Consigne écrite 1
D'après l'extrait sur les engrais, pourquoi la potasse venant de Russie ou de Biélorussie coûterait-elle plus cher aux États-Unis ? Répondez en une ou deux phrases.

La guerre tarifaire des États-Unis avec la planète entière a entrainé des répercussions dans le domaine des engrais. La réduction des tarifs américains sur les importations canadiennes de potasse, passant de 25 % à 10 %, a tout de même entrainé les prix américains à la hausse. Il faut savoir que 85 % de la potasse utilisée aux États-Unis provient du Canada et que le Canada est le premier exportateur mondial de potasse, suivi par la Russie et la Biélorussie. Bien que ces derniers n’aient pas été visés par les sanctions américaines et que la potasse provenant de ces pays puisse être importée aux États-Unis, leur prix serait plus élevé, ne serait-ce que pour compenser les frais de transport. La principale conséquence de cette guerre tarifaire demeure l’incertitude qu’elle apporte sur les marchés en général. Cette incertitude accroit le risque qui se traduit par une hausse du prix des engrais afin de couvrir ce risque. Malheureusement, les personnes qui devront assumer cette hausse de prix seront les producteurs, qu’ils soient américains, indiens ou canadiens.
Le 15 avril dernier, Donald Trump a lancé une enquête sur les minéraux critiques afin d’évaluer l’impact de leurs importations sur la sécurité et la résilience nationales. Si le secrétaire du Commerce évalue que ces importations menacent la sécurité des États-Unis, le président américain pourrait alors imposer des « tarifs réciproques » à ses partenaires commerciaux. Ce sujet est intéressant, car The Fertilizer Institute, un groupe de lobbyiste du secteur des engrais, milite pour inclure la potasse et le phosphore parmi les minéraux critiques. Au Canada, la potasse et le phosphore sont des minéraux critiques. Donald Trump a démontré de l’intérêt à ce que les États-Unis produisent davantage de minéraux critiques et semble également lorgner les terres rares du Canada et de l’Ukraine. Il faut savoir que 70 % de tous les minéraux critiques des États-Unis proviennent des terres rares de la Chine. Or, la Chine a restreint ses exportations de ses terres rares en réponse aux tarifs imposés par les États-Unis.

Données fournies
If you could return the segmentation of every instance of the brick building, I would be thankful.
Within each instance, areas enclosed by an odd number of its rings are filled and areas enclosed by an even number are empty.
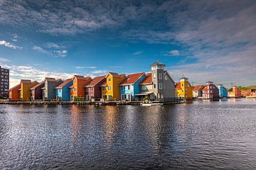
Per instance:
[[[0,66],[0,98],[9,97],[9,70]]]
...
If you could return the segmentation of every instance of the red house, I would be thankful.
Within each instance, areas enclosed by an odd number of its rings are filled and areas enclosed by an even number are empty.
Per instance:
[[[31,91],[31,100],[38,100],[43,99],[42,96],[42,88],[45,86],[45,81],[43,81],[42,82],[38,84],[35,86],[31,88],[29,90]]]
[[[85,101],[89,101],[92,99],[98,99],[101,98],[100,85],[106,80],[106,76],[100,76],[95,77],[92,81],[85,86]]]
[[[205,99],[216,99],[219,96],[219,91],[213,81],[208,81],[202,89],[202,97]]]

Consigne écrite 2
Recopiez, s'il vous plaît, les lignes des entrées, depuis celle qui contient "building, I would be thankful." jusqu'à celle qui contient "[[[0,66],[0,98],[9,97],[9,70]]]", toutes deux comprises, sans reprendre les images.

Corrigé 1
Son prix serait plus élevé, ne serait-ce que pour compenser les frais de transport.

Corrigé 2
If you could return the segmentation of every instance of the brick building, I would be thankful.
Within each instance, areas enclosed by an odd number of its rings are filled and areas enclosed by an even number are empty.
Per instance:
[[[0,66],[0,98],[9,97],[9,70]]]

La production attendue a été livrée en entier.